Document excerpt:
Content starts

What is best for achieving corporate cost savings? Adopting remote job policies or offshoring? This article answers the question many corporate executives and chief financial officers pose when seeking to maximize shareholder profits. We know remote jobs are job functions that can be completed offsite, usually at home or other nearby locations to offset commercial leasing costs.
Adopting remote work policies lowers office leasing costs
We know remote jobs are job functions that can be completed offsite, usually at home or other nearby locations to offset commercial leasing costs. Fortune estimates remote work adoption as lead to a $500 billion drop in commercial real estate values. Hence, more cost savings for the employer. But are there other advantages that are not as superficial? Where one must peel the onion to see if there are other deep cuts and substantial corporate savings possible? On par with offshoring, for instance?
But what about offshoring? Before we compare and contrast, let’s take a look at the many ways in which corporations may choose to offshore manufacturing or services.
How is offshoring, inshoring, and onshoring comparable to remote work?
Harvard University Research makes distinctions between what is typically referred under the umbrella term “offshoring” into three categories, others like Investopia provide additional delineations also covered below:
- Offshoring. Manufacturing of goods and services overseas to take advantage of lower labor and production costs.
- Nearshoring. Establishing contract agreements with subcontracting companies (servicer) within the region where the company (buyer)is located. A US based company would nearshore to Canada or Mexico (right along the country’s borders).
- Inshoring: Moving business operations to less expensive locations within the company’s country.
- Reshoring: Returning the manufacturing process and product assembly back to the country of the company’s origin.
Let’s face it. It seems as though we’ve come full circle. From offshoring to China from the US which is roughly 7,200 air miles to 6,200 nautical miles to inshoring remote work contractors a few miles from the corporate satellite office.
Corporations consider remote work viable cost cutting alternative
Corporations are beginning to consider adopting remote work policies as a viable cost cutting alternative because offshoring posits a number of threats. For instance, recent headlines in the press seems to put the thumb on the scale for adopting remote work policies rather than offshoring. Why? The disruption of supply chains would be one reason.
Freight Specialist in its article, “How trucking work strikes affect us all,” it was glaringly stated “trucking work strikes can have a significant impact on various industries.”
This is particularly true for sectors that are heavily reliant upon the import of goods (as a way to avoid high domestic labor costs). Today, it is widely discernable that the producing goods and services outside of the domestic market makes our economy vulnerable to:
- global labor strikes and work stoppages,
- natural disasters,
- worldwide cyber security hacks and data breaches,
- inclement weather
- ocean and waterway pirating.

Content ends

Brief 1: From the article on remote work and offshoring, reproduce word for word the passage between "Freight Specialist in" and "and waterway pirating.", inclusive.
Brief 2:
Answer these questions using the article on remote work and offshoring:
(a) According to Fortune, what has remote work adoption led to?
(b) To which countries would a US based company nearshore?
(c) What is the title of the Freight Specialist article that the text quotes?
The records that follow this article on remote work and offshoring are not needed for anything here.

Data for review:
Content starts

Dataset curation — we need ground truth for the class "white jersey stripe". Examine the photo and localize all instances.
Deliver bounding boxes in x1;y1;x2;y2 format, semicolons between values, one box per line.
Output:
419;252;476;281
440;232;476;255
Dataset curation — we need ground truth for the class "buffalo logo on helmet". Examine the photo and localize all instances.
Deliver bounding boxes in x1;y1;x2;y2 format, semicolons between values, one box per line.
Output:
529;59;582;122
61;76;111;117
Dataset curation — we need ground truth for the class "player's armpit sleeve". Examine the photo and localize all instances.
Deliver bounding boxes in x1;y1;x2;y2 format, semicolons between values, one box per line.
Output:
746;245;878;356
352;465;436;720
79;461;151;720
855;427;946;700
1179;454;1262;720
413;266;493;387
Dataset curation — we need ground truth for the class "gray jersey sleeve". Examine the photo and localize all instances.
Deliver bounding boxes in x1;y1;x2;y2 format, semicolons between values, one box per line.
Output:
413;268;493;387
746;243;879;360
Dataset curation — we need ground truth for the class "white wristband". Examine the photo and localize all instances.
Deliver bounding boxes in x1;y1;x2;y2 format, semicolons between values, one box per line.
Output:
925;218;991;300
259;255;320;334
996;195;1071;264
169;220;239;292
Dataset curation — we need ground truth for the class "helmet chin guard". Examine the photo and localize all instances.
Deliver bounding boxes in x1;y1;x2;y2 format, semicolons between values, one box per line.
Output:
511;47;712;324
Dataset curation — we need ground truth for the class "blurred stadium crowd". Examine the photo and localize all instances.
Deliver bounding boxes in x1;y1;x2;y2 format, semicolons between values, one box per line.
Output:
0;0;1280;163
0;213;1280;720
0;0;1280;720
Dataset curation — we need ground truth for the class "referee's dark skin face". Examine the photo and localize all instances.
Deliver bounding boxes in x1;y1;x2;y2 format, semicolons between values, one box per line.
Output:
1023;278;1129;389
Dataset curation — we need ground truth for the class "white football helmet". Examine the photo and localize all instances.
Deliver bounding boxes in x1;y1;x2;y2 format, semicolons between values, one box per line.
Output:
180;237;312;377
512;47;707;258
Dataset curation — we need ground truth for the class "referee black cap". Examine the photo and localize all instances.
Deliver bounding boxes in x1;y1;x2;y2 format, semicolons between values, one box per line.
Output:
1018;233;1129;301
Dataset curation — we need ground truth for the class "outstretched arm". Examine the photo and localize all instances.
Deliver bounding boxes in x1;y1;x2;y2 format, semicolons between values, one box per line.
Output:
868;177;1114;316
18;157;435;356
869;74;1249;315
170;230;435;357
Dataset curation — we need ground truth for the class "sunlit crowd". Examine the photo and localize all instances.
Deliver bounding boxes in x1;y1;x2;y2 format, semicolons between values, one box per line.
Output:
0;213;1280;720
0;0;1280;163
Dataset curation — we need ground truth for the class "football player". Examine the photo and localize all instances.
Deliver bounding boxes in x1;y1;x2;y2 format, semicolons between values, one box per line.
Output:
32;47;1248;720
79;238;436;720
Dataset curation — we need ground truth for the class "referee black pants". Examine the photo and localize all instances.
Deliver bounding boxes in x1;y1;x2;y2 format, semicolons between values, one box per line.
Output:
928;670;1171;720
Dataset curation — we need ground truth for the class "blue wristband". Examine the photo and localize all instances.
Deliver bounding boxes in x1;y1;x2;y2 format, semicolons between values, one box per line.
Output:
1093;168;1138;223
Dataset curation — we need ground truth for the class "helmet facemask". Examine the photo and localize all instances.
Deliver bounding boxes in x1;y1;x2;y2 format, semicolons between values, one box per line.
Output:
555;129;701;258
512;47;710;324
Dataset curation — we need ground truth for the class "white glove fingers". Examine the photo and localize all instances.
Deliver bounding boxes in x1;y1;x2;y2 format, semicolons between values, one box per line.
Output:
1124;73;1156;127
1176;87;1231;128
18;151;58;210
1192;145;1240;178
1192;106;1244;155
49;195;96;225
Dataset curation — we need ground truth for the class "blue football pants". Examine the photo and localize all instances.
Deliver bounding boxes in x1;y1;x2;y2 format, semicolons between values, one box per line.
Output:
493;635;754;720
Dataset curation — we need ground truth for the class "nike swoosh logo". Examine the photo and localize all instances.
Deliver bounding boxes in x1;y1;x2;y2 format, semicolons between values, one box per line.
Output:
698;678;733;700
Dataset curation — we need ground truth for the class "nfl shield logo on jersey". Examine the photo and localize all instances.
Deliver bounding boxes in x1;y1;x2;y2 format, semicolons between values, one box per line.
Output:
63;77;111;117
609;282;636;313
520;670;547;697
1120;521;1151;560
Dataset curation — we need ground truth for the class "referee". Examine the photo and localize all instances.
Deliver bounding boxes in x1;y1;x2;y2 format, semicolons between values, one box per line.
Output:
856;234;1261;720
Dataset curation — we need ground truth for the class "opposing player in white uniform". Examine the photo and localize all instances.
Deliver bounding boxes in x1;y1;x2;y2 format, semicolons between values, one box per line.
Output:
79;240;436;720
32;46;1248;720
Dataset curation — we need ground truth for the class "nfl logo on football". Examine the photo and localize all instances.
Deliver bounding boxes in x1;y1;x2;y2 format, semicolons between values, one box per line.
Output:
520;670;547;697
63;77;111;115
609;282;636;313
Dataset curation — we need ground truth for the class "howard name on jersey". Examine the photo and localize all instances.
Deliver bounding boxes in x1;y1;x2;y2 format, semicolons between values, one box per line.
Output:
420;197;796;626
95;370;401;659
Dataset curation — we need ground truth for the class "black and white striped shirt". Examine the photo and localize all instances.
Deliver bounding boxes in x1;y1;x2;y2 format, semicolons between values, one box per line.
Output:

Content ends

Written reply 1:
Freight Specialist in its article, “How trucking work strikes affect us all,” it was glaringly stated “trucking work strikes can have a significant impact on various industries.”
This is particularly true for sectors that are heavily reliant upon the import of goods (as a way to avoid high domestic labor costs). Today, it is widely discernable that the producing goods and services outside of the domestic market makes our economy vulnerable to:
- global labor strikes and work stoppages,
- natural disasters,
- worldwide cyber security hacks and data breaches,
- inclement weather
- ocean and waterway pirating.

Written reply 2:
(a) A $500 billion drop in commercial real estate values.
(b) Canada or Mexico.
(c) "How trucking work strikes affect us all."